Region pointing data
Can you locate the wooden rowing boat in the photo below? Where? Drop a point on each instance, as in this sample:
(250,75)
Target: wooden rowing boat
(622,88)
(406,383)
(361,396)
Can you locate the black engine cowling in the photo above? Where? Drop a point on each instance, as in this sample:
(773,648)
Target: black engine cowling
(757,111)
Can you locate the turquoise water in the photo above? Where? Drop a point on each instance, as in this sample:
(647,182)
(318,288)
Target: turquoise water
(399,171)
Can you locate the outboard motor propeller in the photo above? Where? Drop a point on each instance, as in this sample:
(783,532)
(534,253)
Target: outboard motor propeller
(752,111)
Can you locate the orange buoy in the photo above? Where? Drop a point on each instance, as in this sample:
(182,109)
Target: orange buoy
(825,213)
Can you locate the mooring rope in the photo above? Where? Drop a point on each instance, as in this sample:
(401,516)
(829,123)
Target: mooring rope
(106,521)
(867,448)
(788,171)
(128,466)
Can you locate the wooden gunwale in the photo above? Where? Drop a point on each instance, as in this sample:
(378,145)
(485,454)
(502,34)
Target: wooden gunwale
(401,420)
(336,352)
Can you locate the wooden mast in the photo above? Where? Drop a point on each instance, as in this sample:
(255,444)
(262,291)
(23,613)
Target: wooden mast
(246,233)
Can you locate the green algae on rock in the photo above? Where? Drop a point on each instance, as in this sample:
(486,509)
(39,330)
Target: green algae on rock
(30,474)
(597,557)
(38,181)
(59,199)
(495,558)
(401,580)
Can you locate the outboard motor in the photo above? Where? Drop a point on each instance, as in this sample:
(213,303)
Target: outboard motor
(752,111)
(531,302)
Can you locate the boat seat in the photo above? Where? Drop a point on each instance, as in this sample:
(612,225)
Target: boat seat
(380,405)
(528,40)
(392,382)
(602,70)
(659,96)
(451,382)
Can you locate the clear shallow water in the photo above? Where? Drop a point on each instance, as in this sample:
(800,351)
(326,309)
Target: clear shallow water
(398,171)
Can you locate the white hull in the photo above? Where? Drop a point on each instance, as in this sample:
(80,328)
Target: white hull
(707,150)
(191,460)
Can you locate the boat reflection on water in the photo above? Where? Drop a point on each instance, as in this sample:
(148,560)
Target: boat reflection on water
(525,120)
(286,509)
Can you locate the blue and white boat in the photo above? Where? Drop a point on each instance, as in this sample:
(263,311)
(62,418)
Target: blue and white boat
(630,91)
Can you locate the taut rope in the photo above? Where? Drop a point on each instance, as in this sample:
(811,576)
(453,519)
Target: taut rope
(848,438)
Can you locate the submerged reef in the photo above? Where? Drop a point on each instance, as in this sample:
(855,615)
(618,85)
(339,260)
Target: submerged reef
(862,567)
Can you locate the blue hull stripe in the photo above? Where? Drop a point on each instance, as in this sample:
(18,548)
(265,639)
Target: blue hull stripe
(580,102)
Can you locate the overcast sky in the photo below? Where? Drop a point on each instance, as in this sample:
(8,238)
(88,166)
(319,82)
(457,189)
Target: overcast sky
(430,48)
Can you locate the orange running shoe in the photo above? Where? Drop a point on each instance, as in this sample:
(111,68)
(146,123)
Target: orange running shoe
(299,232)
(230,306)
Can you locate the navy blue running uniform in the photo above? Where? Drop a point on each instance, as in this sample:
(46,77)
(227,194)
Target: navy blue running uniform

• **How to complete this task**
Lines holding the word "navy" in the entries above are the ones to pull out. Copy them all.

• **Expected answer**
Can you locate the navy blue running uniform in the photo above? Where? Drop a point on each instance, as in this sample:
Target: navy blue running uniform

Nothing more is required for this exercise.